== Supplied data ==
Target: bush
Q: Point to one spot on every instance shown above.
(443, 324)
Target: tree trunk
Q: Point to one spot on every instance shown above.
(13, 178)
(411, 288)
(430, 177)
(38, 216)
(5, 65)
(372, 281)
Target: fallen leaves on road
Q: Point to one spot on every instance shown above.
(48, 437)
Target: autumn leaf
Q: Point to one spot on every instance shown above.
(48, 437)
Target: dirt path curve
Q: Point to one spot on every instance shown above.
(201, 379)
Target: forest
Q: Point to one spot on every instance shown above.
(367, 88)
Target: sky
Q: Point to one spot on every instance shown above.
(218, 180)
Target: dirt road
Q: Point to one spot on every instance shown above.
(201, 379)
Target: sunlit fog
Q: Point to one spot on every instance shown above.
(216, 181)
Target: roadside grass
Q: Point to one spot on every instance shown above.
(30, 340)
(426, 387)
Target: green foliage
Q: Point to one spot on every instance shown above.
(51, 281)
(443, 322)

--

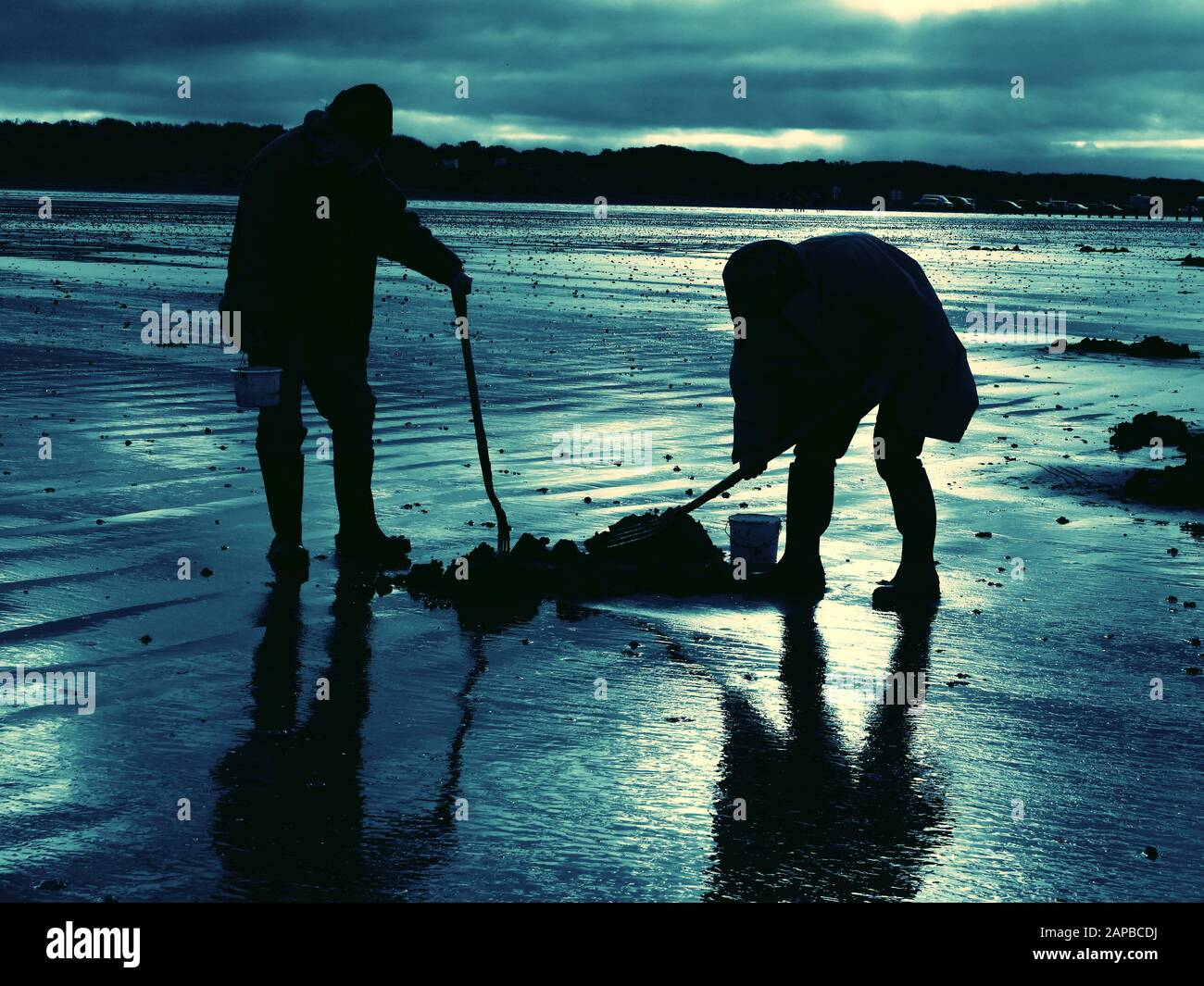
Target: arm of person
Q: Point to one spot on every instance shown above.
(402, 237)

==

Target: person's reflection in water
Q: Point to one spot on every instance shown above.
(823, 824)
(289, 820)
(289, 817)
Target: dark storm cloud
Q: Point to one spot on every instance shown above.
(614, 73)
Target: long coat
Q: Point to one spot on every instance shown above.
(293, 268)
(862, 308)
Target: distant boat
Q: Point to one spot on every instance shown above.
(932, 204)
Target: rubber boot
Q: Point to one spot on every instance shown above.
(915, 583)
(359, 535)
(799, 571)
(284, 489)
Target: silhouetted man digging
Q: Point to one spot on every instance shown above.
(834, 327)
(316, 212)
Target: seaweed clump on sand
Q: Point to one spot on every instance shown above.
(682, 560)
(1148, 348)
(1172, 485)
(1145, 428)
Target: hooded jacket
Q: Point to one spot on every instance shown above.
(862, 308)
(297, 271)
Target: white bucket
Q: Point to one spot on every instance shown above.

== Short exercise ==
Which lines in the records above contain the string "person"? Pick out each one and copy it, treating case as significant.

== Problem solution ==
Target: arm of person
Target: person's reflection in water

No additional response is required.